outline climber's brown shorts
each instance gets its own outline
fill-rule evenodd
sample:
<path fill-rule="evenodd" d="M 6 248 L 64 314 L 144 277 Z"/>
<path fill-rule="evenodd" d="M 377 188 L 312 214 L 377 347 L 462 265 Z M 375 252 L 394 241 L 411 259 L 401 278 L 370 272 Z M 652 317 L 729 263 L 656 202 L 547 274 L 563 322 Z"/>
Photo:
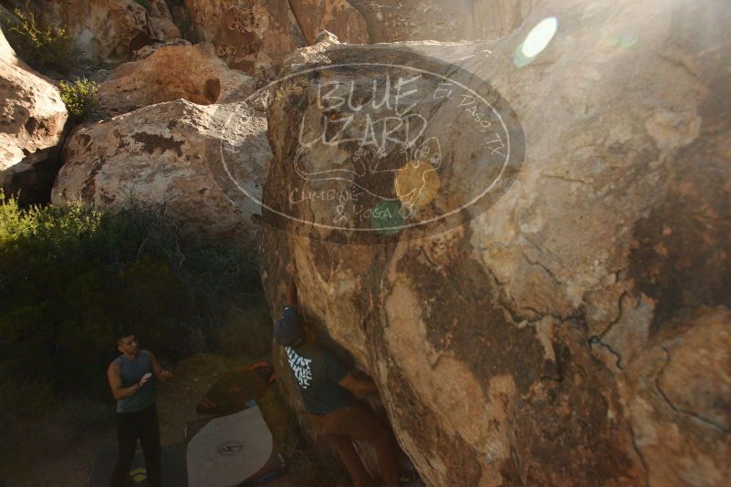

========================================

任务要求: 请把上面数据中的“brown”替换成“gray”，其余内容一字不改地重新写出，答案里不要包含图片。

书面解答:
outline climber's gray shorts
each instance gets its own outline
fill-rule evenodd
sample:
<path fill-rule="evenodd" d="M 6 248 L 64 314 L 144 277 Z"/>
<path fill-rule="evenodd" d="M 377 188 L 312 214 L 377 347 L 462 265 Z M 375 252 L 394 241 L 411 259 L 401 278 L 370 272 Z M 652 317 L 729 263 L 656 202 L 547 274 L 563 322 Z"/>
Photo:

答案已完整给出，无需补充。